### PROBLEM STATEMENT
Please reproduce the line containing "If you could mark the beige sneaker" and every line after it in the records below, exactly and with nothing else.

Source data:
::::::
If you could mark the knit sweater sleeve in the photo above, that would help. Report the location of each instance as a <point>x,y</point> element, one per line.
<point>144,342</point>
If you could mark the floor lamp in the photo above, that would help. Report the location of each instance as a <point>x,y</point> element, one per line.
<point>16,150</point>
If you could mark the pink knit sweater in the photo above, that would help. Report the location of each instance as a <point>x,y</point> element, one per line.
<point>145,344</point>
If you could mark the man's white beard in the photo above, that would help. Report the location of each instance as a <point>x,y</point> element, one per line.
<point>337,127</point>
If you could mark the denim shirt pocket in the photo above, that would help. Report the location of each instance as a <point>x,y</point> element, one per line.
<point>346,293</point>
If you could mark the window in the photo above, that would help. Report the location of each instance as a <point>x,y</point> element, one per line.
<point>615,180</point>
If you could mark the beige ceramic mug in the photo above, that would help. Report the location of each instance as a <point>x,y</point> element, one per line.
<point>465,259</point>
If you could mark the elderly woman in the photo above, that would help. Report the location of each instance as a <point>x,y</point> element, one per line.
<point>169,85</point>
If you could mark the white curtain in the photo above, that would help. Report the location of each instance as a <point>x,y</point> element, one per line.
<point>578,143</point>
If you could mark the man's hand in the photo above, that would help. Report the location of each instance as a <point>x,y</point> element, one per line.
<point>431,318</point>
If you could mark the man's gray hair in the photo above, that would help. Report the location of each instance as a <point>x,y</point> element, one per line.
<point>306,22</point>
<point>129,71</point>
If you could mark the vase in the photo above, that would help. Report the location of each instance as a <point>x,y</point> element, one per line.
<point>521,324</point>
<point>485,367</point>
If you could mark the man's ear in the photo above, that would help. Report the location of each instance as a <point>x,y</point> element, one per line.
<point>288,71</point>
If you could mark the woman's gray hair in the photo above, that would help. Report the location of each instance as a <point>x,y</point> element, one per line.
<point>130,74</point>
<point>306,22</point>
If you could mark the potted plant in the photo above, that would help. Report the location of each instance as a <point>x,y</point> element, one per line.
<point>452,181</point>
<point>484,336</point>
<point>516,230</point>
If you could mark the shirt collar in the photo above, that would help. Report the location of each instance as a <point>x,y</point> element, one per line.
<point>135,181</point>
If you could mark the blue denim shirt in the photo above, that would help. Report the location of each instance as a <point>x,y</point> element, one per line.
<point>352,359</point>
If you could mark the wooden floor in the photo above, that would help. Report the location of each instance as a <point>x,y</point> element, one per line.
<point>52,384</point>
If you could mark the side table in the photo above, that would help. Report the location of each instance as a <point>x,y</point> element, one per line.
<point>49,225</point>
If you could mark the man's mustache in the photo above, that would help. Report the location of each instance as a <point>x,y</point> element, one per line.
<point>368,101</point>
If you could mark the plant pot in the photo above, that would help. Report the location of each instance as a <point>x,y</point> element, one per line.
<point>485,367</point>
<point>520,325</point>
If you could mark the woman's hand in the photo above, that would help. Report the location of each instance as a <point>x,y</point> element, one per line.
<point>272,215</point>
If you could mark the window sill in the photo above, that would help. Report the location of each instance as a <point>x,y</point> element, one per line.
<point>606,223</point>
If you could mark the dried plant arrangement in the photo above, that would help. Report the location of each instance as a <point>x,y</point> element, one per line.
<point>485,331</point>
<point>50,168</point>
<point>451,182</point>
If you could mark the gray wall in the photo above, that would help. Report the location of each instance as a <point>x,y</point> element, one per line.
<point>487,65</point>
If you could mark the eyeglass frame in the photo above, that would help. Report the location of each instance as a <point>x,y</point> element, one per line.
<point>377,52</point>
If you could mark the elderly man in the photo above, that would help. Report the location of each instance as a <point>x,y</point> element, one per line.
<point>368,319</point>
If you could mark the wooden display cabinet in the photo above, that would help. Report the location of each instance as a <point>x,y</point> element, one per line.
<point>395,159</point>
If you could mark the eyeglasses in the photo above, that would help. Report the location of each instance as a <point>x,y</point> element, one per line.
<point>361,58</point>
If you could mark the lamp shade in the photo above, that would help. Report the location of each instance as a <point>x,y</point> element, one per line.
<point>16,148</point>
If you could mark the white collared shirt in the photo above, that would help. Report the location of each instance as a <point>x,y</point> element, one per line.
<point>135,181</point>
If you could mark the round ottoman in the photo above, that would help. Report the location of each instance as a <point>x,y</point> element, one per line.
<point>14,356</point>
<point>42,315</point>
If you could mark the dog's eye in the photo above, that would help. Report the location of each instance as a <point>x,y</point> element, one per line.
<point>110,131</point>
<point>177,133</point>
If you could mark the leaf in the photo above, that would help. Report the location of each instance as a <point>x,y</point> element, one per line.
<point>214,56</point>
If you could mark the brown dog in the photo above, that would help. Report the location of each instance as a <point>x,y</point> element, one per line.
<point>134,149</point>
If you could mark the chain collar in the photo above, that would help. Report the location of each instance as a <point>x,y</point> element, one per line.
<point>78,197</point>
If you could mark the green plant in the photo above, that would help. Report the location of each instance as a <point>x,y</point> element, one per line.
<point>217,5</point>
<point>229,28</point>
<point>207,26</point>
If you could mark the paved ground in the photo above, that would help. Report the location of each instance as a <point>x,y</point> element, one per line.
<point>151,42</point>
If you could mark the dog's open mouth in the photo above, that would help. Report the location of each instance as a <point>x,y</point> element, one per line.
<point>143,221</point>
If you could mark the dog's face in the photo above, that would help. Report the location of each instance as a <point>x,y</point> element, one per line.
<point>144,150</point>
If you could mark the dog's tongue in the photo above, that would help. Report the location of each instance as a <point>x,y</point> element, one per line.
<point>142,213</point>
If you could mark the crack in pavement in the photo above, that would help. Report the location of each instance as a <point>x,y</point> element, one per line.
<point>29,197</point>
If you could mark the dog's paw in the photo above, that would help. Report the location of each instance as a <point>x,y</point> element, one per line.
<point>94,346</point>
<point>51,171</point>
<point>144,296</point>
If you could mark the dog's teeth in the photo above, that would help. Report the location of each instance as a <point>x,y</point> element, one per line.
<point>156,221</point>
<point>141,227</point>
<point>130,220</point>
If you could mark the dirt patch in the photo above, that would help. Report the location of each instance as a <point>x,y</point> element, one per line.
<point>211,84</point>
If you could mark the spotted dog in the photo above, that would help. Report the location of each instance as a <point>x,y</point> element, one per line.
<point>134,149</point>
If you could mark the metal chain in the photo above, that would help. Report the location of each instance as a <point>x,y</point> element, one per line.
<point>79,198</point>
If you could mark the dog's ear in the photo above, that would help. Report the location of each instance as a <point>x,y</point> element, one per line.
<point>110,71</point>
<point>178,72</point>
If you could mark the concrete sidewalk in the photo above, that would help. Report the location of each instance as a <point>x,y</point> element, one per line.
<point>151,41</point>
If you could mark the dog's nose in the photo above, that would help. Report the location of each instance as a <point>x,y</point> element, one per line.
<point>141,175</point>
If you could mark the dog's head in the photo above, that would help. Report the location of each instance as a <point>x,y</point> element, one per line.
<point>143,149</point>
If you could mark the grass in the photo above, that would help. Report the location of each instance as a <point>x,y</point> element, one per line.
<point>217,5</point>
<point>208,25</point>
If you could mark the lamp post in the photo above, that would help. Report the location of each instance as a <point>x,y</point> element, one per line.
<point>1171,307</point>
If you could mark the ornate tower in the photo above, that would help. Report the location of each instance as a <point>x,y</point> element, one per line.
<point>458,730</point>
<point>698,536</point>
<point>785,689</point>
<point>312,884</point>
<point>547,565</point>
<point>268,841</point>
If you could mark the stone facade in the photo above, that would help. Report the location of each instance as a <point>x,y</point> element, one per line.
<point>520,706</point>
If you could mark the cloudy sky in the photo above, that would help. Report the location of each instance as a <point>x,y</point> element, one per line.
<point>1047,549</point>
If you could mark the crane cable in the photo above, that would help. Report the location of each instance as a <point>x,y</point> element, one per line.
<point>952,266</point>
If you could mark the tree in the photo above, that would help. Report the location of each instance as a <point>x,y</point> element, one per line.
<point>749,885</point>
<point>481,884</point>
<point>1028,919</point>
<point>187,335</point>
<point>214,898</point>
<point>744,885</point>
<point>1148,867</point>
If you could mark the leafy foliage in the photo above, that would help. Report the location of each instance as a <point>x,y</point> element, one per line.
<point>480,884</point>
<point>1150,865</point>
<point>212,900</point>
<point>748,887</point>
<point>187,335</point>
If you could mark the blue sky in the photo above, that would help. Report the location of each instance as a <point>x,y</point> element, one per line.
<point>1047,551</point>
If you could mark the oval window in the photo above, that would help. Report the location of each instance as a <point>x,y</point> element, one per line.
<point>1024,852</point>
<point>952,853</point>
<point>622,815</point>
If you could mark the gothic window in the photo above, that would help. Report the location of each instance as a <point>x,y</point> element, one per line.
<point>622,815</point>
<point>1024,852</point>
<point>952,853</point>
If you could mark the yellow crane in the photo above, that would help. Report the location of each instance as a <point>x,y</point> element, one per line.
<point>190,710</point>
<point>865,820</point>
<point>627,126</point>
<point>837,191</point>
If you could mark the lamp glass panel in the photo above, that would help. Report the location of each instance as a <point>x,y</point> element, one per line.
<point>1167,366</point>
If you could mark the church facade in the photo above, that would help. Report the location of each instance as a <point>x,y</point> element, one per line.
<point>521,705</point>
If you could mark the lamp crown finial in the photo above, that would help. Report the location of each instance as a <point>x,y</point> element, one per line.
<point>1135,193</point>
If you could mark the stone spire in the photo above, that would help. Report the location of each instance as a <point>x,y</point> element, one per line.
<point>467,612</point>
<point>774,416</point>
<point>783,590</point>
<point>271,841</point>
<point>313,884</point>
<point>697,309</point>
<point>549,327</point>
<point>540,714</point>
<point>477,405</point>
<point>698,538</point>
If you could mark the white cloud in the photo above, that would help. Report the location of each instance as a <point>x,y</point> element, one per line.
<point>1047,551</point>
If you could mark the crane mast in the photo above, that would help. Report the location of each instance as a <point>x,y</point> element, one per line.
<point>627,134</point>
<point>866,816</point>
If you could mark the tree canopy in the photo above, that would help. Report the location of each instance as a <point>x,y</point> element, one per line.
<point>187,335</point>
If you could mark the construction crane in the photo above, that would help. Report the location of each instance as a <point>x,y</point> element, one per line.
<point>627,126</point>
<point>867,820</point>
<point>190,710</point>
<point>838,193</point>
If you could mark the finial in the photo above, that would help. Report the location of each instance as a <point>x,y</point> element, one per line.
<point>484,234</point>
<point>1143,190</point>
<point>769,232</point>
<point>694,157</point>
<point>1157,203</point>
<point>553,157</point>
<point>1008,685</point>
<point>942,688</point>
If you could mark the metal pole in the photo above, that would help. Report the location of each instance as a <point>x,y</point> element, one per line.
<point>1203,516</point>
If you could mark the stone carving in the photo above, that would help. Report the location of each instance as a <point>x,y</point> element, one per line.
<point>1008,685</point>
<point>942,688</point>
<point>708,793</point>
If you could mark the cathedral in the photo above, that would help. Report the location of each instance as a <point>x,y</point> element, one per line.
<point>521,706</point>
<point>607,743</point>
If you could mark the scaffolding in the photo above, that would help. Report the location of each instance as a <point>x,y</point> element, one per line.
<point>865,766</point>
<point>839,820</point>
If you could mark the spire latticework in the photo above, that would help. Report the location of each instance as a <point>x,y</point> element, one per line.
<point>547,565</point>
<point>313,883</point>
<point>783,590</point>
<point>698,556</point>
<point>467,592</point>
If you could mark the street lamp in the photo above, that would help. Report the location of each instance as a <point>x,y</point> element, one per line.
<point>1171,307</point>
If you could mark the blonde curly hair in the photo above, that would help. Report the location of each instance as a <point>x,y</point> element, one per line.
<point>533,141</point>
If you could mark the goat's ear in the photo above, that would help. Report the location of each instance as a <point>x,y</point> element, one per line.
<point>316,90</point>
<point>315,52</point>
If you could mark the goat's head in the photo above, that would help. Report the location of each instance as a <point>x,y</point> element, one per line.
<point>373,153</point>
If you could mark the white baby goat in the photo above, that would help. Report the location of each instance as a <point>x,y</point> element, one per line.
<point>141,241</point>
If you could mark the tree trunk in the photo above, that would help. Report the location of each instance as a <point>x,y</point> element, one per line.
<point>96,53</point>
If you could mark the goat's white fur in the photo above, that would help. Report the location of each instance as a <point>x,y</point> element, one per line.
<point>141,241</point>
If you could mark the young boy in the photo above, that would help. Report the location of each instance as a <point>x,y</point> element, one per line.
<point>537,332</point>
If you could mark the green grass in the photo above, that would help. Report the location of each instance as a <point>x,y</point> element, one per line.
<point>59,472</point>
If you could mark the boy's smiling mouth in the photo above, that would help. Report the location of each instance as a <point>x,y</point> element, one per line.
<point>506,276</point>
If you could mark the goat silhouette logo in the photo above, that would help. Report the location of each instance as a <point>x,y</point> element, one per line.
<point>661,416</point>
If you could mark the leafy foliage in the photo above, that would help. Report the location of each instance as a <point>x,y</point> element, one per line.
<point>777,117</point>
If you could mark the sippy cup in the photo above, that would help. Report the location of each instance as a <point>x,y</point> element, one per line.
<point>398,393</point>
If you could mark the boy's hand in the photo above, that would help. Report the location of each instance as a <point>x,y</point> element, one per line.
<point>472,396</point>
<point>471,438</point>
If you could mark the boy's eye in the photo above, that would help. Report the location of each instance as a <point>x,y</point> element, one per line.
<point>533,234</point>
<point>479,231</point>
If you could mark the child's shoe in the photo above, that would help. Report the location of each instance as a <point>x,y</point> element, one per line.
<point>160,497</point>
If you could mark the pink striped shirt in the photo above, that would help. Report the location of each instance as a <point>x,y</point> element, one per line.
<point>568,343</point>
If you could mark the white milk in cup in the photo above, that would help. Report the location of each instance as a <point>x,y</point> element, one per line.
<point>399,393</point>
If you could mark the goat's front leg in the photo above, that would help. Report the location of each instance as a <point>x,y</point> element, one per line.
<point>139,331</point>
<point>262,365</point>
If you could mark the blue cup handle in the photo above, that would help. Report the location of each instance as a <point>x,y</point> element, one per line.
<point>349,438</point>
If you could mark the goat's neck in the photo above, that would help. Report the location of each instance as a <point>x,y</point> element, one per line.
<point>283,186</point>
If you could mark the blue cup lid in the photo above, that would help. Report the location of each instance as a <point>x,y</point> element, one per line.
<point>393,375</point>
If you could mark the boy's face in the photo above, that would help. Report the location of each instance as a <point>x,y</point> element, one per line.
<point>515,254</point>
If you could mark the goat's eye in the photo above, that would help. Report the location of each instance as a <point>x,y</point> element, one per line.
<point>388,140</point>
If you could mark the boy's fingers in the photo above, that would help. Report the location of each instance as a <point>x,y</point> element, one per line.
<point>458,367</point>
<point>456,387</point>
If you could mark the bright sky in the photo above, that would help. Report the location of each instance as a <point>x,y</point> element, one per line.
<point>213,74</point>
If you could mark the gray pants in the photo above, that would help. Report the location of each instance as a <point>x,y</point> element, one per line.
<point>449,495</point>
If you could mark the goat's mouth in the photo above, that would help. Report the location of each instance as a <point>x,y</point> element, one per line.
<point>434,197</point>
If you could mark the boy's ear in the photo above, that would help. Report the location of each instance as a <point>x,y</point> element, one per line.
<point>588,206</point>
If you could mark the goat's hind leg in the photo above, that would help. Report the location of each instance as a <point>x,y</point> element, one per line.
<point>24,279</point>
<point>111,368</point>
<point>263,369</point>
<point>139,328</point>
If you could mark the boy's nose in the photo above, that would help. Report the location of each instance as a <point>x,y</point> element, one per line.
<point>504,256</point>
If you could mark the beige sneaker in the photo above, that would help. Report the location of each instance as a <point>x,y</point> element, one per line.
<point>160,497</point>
::::::
### EXPECTED ANSWER
If you could mark the beige sneaker in the photo above, that would help. Report the location of each instance as a <point>x,y</point> element, one per line.
<point>160,497</point>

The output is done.